▶ **Photo-based referring expression data**:

◇ ◇ ◇ ◇ ◇ ◇ ◇

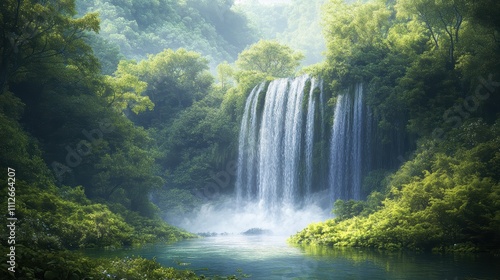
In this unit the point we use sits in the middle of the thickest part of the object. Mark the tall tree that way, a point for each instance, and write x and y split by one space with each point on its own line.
270 57
41 32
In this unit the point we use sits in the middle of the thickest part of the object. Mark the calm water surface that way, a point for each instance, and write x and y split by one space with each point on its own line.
270 257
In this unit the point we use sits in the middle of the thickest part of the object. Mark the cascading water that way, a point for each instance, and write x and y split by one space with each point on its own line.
270 169
349 146
291 163
276 163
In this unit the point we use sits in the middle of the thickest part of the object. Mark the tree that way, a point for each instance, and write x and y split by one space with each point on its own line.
270 57
125 91
441 18
38 32
175 80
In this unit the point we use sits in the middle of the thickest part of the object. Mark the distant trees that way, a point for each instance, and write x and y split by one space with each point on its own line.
40 34
139 28
271 58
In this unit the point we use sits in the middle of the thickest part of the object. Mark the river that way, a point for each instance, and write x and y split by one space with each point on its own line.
270 257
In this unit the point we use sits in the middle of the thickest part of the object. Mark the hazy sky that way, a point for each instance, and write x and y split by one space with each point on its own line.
264 1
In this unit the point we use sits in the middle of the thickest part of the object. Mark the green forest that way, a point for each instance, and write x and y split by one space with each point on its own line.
115 116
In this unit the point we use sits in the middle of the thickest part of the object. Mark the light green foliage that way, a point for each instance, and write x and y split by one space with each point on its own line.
126 91
145 27
175 80
38 32
271 58
296 24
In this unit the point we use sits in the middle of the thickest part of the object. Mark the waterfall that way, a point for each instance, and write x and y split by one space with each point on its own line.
348 146
274 140
282 145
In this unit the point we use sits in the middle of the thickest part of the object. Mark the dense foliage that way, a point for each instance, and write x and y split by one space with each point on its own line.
139 28
295 23
431 70
103 146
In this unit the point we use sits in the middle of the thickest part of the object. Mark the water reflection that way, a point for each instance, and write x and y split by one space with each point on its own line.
270 257
404 265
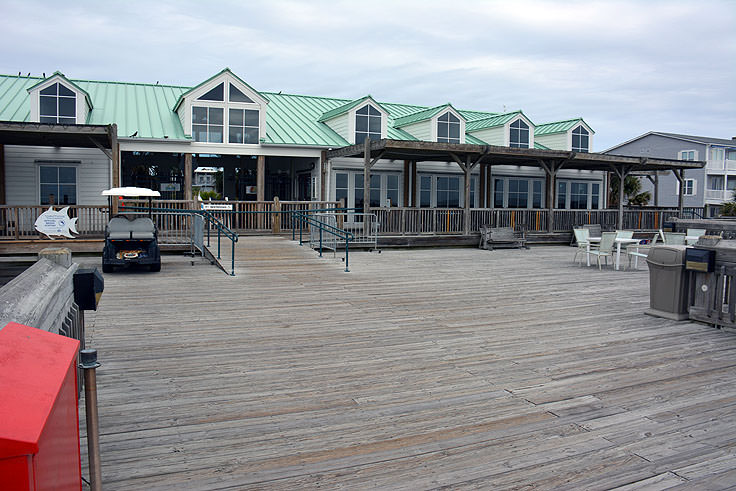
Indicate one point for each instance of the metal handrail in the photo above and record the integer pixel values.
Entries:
(323, 227)
(222, 229)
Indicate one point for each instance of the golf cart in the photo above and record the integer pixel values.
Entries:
(129, 238)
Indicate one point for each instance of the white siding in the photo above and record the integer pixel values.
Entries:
(492, 136)
(340, 126)
(555, 141)
(421, 130)
(21, 173)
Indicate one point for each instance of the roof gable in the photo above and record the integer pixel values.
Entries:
(560, 126)
(57, 76)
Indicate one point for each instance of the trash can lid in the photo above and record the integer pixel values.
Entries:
(667, 255)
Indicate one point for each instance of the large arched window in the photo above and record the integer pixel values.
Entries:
(519, 134)
(212, 113)
(580, 140)
(57, 104)
(448, 128)
(367, 124)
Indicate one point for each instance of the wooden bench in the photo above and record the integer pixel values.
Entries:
(501, 236)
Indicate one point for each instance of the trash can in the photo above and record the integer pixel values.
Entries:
(668, 282)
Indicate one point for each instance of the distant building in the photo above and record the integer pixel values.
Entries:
(711, 185)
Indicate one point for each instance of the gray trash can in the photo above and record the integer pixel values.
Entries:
(668, 282)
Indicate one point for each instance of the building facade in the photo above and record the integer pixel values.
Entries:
(711, 185)
(272, 145)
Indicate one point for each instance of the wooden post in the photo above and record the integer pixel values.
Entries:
(414, 185)
(466, 222)
(276, 221)
(323, 176)
(260, 190)
(2, 174)
(407, 182)
(188, 176)
(115, 150)
(367, 176)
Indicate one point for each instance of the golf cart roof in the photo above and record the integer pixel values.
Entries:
(131, 192)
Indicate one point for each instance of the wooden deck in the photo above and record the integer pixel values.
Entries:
(419, 369)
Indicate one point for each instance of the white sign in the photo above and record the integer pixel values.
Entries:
(217, 207)
(52, 222)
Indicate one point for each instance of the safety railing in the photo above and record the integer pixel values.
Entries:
(322, 231)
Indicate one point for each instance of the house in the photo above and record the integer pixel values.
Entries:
(273, 145)
(710, 185)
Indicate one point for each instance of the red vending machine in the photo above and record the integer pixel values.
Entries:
(39, 421)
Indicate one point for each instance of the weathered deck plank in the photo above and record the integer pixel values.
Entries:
(419, 369)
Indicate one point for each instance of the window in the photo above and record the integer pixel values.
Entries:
(448, 128)
(243, 126)
(57, 104)
(367, 124)
(498, 194)
(425, 191)
(578, 195)
(58, 185)
(580, 140)
(448, 192)
(519, 134)
(207, 124)
(518, 195)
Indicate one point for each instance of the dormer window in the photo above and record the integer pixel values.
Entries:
(57, 104)
(519, 134)
(448, 128)
(367, 124)
(580, 140)
(212, 114)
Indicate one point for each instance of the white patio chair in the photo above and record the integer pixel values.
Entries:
(605, 248)
(581, 239)
(640, 250)
(674, 238)
(694, 232)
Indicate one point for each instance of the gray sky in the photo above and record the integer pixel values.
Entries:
(627, 67)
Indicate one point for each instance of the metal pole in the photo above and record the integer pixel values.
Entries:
(89, 363)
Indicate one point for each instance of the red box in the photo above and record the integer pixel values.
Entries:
(39, 419)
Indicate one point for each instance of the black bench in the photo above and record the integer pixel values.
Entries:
(491, 237)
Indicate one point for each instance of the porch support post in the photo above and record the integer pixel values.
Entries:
(115, 150)
(407, 182)
(188, 176)
(260, 178)
(2, 174)
(367, 176)
(550, 168)
(323, 176)
(414, 185)
(680, 175)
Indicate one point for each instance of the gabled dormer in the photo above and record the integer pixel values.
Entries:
(357, 120)
(571, 134)
(58, 100)
(508, 130)
(223, 109)
(442, 124)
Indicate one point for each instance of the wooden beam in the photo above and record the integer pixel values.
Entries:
(2, 174)
(260, 178)
(188, 176)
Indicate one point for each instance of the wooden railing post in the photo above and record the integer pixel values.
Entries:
(276, 222)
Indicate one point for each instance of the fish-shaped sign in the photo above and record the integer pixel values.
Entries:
(52, 222)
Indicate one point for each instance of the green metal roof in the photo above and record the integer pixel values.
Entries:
(491, 122)
(557, 126)
(146, 111)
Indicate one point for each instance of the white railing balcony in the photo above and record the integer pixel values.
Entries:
(718, 194)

◇ ◇ ◇ ◇ ◇ ◇ ◇

▶ **Exercise requirements**: Whenever a line in the entries holds the word "window", copy that line.

▶ **Response area**:
Indicate one point for each instance of the large arched window in the photo above and record the integer pixel values.
Indicate one point for each instance of the window in the photo above and record the integer pixel values.
Indicate one point for each instance of the dormer window in the photo above and record the integer pixel values.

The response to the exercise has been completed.